• _Page excerpt_
Several heads of schools met Partha Chatterjee

Kolkata

KOLKATA: A delegation of nine heads of schools including minority institutions called upon education minister Partha Chatterjee at the Bidhan Sabha on Friday at 3:30pm. They placed their problems with regard to the latest CISCE diktat to introduce two new compulsory exams in classes V and VIII. Section of the authorities also complained that the Council has also made it mandatory for all affiliated schools to follow a curriculum from pre-school onwards which was till now left to the institutes and thus offered a lot of flexibility.

“We are also objecting to the additional fee not only for the test but also for the mandatory teacher’s training program which will have to be attended by all teachers and which the council will charge from the school. We are also objecting to the mandatory training that every teacher has to undergo. It will put unnecessary pressure on them. The academic calendar might be affected,” said a principal.

He added, “although the council has clarified that this will be only a diagnostic tool and not bearing any impact on the promotions yet the children vie for marks. Knowing that it is from the council the parents as well as students are bound to get stressed.”

The team while meeting Chatterjee also pointed out that the time allotted to co-curricular activities will also get shortened if the children are subjected to more tests.

Partha Chatterjee

“The minister has assured us to look into the matter and take it up with the council,” said a source.

On June 2, heads of 30 minority schools met, a lot of issues were discussed and they voiced grievances and alleged the council of making arbitrary policy.

• _Data extract_
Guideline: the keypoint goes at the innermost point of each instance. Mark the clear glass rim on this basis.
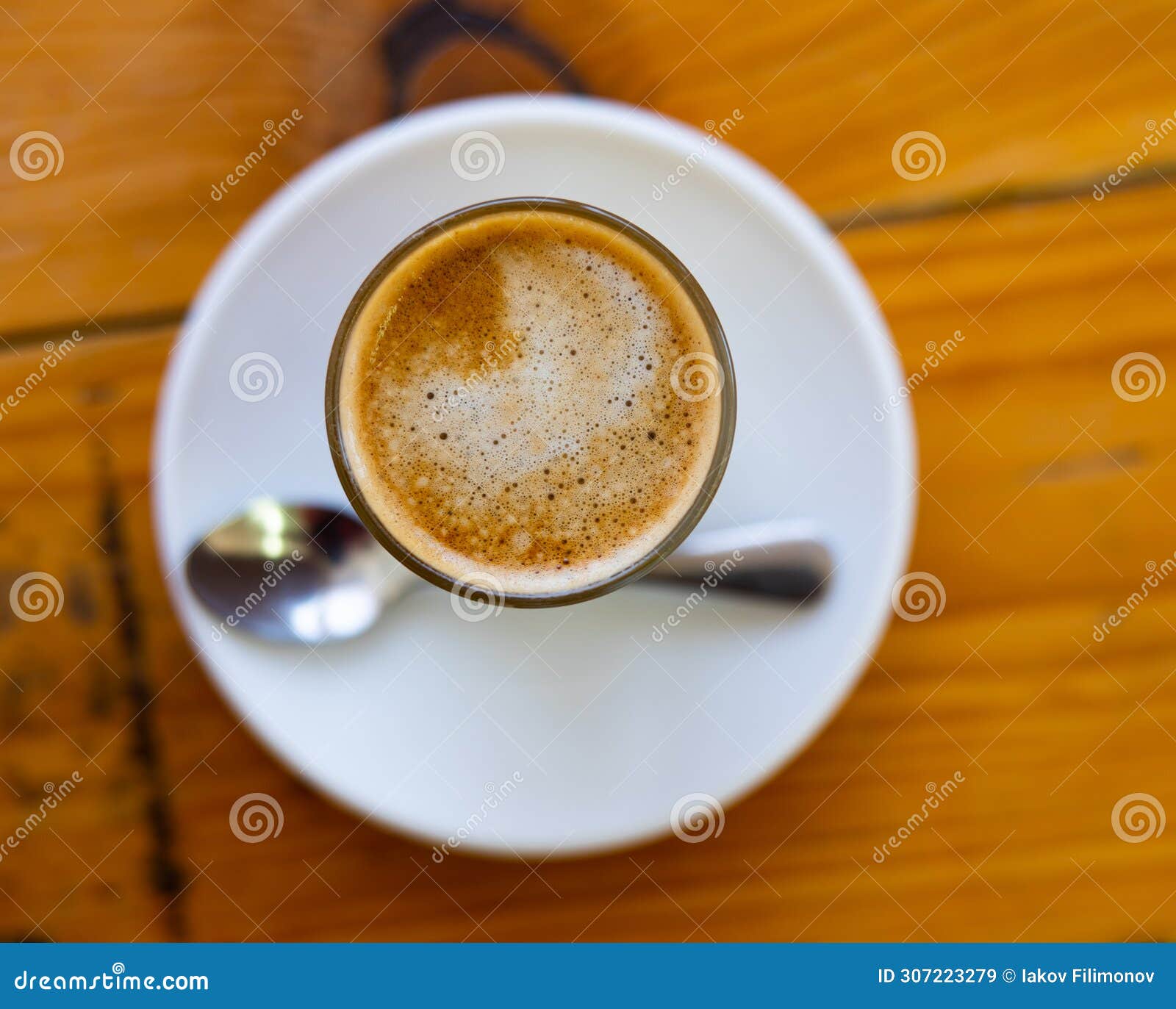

• _What to produce_
Using the news report on the school heads' meeting with Partha Chatterjee, decide whether each statement agrees with it. Answer yes or no for each, and quote the deciding words. (a) The delegation met the minister at the Bidhan Sabha on a Friday. (b) The council stated that the new exams would affect promotions. (c) The minister said he would raise the matter with the council.

• _Answer_
(a) Yes: "called upon education minister Partha Chatterjee at the Bidhan Sabha on Friday at 3:30pm"
(b) No: "the council has clarified that this will be only a diagnostic tool and not bearing any impact on the promotions"
(c) Yes: "The minister has assured us to look into the matter and take it up with the council"